→ **GIVEN PASSAGE**
◇ ◇ ◇ ◇
So, let's go back and examine the MPS:

Bitterness leads to destruction; but
Forgiveness leads to life.

To make this work so your story RESONATES with TRUTH at every TURN of the plot, it is REQUIRED that EVERY CHARACTER struggle with some version of the same MPS. That is, every character struggles with bitterness, and if they let it fester, that bitterness will lead them to some form of dread. If the character is supposed to be redeemed by the end of the story, the bitterness (which has resulted in some dreadful circumstances befalling the character) will morph into forgiveness (with the resulting redemptive physical blessings).

Now, on the surface that sounds pretty boring, because as wordsmiths you're thinking, "Does that mean I have to use the term bitterness and forgiveness every time I go about explaining what character A, then B, and then Z, went through?" No. That's why there are Synonym Finders. Actually you have two choices.


Let's look Julie Lessman's A PASSION DENIED, the story about a young lady who's convinced that the slightly older John Brady is her future husband; but John cannot allow his love for Lizzie to be expressed for fear of losing control of his passions because of his questionable past.

If you've read this, the third book in The Daughters of Boston series, you'll recognize that some of Julie's characters deal with bitterness. Patrick, the father of the O'Conner clan, becomes bitter when he discovers that his wife of 25 years did not love him on their wedding day. It's a good example of TSTL (Too Stupid to Live)... but he does. But while he's dealing with his bitterness toward Marcy he's headed for destruction in many ways, some of which Julie articulates, and some of which she might have added. What's evident in the story is Patrick's health fades (he spends over a month sleeping on a couch at his work rather than in his bed with Marcy). His family also begins to disintegrate as the love and honesty that has kept the family together is severely drained by Patrick's dishonesty about not sleeping at home. What Julie doesn't describe, but would be evident if this MPS were applied to all aspects of Patrick's life, would be that his business and the relationships with customers and employees similarly suffers the consequences of his bitterness.

Thus, in this particular subplot, we'd see how the natural law of sowing bitterness and forgiveness reaps opposite consequences. Now, Julie does not have to use the term "bitterness" or even "forgiveness" in describing Patrick's application of the two values. She has two options. First, she can simply describe what he does and what happens. Cause and effect. It's the simple formula that popular movies use. If you show the consequences of decisions and actions thoroughly, very little didactic explanation is necessary; and audiences like figuring things out on their own.

Second, when there is need to make clear what the story is about, Julie can open her synonym finder and for "forgiveness" come up with words like "absolve," "pardon," "exonerate," "mercy," "grace," ...etc.
◇ ◇ ◇ ◇
→ **THINGS TO DO**
a) Answer these questions using the passage on bitterness and forgiveness in fiction:
(i) According to the MPS, what does bitterness lead to?
(ii) How long does Patrick spend sleeping on a couch at his work?
(iii) Which words does the passage list as synonym-finder options for "forgiveness"?
b) Write a continuation of the passage on bitterness and forgiveness in fiction, starting after its last sentence.
The entries that come after this passage are separate material.
◇ ◇ ◇ ◇
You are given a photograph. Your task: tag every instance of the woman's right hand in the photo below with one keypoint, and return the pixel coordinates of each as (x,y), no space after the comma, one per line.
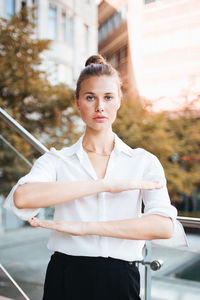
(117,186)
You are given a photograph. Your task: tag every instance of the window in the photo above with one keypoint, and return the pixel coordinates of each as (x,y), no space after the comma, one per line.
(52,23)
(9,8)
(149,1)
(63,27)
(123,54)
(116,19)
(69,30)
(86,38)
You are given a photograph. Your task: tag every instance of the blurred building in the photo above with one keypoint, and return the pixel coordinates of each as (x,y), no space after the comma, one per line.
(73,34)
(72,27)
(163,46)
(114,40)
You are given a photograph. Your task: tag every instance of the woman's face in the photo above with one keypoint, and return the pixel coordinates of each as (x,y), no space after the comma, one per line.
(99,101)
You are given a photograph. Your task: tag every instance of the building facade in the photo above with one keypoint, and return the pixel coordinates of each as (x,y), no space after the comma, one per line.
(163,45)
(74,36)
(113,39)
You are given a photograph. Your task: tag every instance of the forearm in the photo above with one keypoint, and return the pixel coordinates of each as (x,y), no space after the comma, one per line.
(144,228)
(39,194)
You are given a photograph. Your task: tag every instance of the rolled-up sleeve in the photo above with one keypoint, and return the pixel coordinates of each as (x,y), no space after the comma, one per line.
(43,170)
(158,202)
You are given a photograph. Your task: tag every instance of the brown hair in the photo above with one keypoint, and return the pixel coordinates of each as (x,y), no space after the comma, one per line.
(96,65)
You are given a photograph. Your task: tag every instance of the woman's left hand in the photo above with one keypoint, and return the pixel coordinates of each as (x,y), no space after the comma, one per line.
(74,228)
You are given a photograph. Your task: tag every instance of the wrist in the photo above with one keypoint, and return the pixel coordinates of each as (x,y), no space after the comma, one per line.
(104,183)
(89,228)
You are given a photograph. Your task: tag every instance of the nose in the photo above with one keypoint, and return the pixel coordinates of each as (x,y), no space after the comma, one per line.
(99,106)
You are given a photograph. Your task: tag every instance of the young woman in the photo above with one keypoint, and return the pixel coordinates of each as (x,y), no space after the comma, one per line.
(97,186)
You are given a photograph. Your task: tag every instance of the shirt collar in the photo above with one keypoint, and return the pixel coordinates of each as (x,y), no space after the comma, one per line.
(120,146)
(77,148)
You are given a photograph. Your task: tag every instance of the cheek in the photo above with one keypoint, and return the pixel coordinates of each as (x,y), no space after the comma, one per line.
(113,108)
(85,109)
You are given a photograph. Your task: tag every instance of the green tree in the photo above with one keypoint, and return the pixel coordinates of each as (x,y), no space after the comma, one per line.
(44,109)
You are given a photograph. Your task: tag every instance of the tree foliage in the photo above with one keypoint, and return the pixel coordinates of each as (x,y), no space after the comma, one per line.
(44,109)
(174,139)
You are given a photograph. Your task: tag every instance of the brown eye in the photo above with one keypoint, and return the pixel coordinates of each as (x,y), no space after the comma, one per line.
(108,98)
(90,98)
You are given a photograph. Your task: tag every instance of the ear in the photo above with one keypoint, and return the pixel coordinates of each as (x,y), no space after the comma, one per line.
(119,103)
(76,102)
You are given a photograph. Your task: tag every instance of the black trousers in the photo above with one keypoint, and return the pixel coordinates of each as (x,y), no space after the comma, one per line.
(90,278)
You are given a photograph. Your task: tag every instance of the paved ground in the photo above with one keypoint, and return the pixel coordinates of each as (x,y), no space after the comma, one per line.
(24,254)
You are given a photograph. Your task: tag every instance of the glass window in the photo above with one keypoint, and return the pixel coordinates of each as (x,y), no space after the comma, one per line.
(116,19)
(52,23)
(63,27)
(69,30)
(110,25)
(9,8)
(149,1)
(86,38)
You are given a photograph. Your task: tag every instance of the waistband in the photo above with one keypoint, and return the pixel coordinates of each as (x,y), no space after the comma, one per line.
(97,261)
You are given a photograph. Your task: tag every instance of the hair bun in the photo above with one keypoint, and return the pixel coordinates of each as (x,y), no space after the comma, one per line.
◇ ◇ ◇ ◇
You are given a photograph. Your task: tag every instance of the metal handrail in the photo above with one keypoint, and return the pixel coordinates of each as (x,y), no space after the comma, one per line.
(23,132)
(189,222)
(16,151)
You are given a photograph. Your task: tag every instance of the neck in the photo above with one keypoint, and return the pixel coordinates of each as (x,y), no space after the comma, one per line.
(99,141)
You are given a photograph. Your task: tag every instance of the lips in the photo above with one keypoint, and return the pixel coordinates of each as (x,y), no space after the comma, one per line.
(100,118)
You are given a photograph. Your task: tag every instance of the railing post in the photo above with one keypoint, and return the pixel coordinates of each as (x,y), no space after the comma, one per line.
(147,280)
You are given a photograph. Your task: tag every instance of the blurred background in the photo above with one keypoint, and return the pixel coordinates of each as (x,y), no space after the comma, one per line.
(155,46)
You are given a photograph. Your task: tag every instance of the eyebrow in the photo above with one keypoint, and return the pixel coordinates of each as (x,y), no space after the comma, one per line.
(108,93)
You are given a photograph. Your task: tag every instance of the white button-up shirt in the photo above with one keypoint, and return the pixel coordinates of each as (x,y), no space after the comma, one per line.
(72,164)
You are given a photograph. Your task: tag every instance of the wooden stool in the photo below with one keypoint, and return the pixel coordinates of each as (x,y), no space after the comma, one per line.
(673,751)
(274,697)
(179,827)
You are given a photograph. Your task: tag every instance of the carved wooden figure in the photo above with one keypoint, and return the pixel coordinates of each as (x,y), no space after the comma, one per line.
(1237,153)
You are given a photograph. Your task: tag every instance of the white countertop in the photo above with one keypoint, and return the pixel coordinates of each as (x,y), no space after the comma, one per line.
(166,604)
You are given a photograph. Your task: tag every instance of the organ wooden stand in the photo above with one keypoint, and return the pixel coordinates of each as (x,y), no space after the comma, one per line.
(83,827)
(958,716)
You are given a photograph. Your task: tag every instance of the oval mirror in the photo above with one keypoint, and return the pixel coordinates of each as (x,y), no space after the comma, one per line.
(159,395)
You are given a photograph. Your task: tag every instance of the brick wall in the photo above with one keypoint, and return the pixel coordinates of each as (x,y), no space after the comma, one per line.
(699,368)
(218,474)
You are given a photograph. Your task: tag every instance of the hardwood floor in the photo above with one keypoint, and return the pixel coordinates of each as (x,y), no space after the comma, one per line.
◇ ◇ ◇ ◇
→ **ANSWERS TO THE EXERCISES**
a)
(i) Destruction.
(ii) Over a month.
(iii) "Absolve," "pardon," "exonerate," "mercy," and "grace."

b)
Likewise, each of the other characters must also deal with bitterness, but on different levels and in different situations. John is bitter toward his stepmother for her immoral behavior, Michael is bitter with John for refusing to sign estate papers, Marcy is bitter with Patrick for not being home more, and Lizzie is bitter with John for not expressing his passion for her. When Julie goes to express this malaise of bitterness, she's likely to use various synonyms for the various characters and their different situations. John holds onto a resentment for Lucille, Michael is angry toward John, Marcy is short-tempered, and Lizzie is... is... well, all a-tizzy.


Now, Julie's novel is explicitly about passion, and so she also has the option of coming up with an alternate MPS that says the same thing as the former, but with different terms. One thing that Patrick was doing, in his bitterness, was denying Marcy his sexual passion. But he was also denying his commonplace passion for all the other things in his family's life that he loves. Thus, we might construct a different version of the MPS that works more universally:

Denying God's gifts of passion in our lives leads to separation and dread; but
Embracing God's gifts of passion in our live leads to community and vitality.

Now, I do not advocate creating different MPS for each character, because different terms do have subtle differences in meaning. What you'll discover, however, is that as you write you'll find different ways to express the same conflict of values and their consequences. As soon as you discover one expression that seems universal to all the characters in your story, latch on to it, and toss the other ones away.


Using this last MPS we see that it should apply to each of the other characters, not just to Patrick. John Brady denies God's gift of passion (e.g. Lizzie) and his life is one isolated affair, Michael Brady denies God's gift of passion (for God) and is left with separation from Lizzie, John, and Helena. Lizzie doesn't directly deny God's passion for her life (John) but she does deny God's passion for patience and obedience, and that deals her so many twists and turns that I was surprised there wasn't an epilogue explaining why, at story's end, Lizzie wasn’t in a mental ward for emotionally whiplashed heroines.

On the opposite side of the moral premise we have a virtue that leads to redemption, wholeness, happiness, and life. We see Marcy and Patrick forgive the mistakes of each other, embrace each other (God's gifts of passion) and embrace, again, their role as role models for their friends and family. Lizzie finally gets the hang of pursing God's passion, even going to a seminary where she "seduces" John Brady, and there John repents of his pride (a version of denying God's passion for humility) and they finally end up together.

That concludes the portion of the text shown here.